**WHAT YOU ARE ASKED TO DO**
Lay out every entry below as a two-column CSV headed instruction and output, with one row per entry. Put the entry's text under instruction and its answer under output, each in a single quoted field with line breaks replaced by spaces.

**EXTRACTED RECORDS**

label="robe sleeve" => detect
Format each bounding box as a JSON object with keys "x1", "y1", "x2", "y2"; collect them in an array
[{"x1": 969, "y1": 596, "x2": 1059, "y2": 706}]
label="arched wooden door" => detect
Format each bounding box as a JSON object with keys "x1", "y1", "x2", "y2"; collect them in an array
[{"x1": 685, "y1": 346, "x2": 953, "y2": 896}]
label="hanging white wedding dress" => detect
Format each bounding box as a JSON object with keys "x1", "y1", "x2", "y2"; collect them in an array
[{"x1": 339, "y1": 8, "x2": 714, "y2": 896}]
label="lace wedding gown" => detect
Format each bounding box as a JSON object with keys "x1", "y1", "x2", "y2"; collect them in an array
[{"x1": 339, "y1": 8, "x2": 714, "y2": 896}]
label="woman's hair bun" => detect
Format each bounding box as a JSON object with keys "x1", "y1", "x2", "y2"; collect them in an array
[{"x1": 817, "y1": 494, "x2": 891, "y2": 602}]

**EXERCISE ANSWER**
instruction,output
"label=""robe sleeve"" => detect Format each bounding box as a JSON object with keys ""x1"", ""y1"", ""x2"", ""y2""; collect them in an array","[{""x1"": 969, ""y1"": 596, ""x2"": 1059, ""y2"": 706}]"
"label=""arched wooden door"" => detect Format each bounding box as a JSON object with keys ""x1"", ""y1"", ""x2"", ""y2""; collect them in an array","[{""x1"": 685, ""y1"": 346, ""x2"": 953, ""y2"": 896}]"
"label=""hanging white wedding dress"" => detect Format each bounding box as a JSON object with keys ""x1"", ""y1"", ""x2"", ""y2""; collect them in an array","[{""x1"": 339, ""y1"": 8, ""x2"": 714, ""y2"": 896}]"
"label=""lace wedding gown"" => detect Format each bounding box as a JSON object with keys ""x1"", ""y1"", ""x2"", ""y2""; collect them in an array","[{""x1"": 339, ""y1"": 8, ""x2"": 714, ""y2"": 896}]"
"label=""woman's hair bun"" => detect Format each bounding box as a JSON object with keys ""x1"", ""y1"", ""x2"", ""y2""; collect them in an array","[{""x1"": 817, ""y1"": 494, ""x2"": 891, ""y2"": 602}]"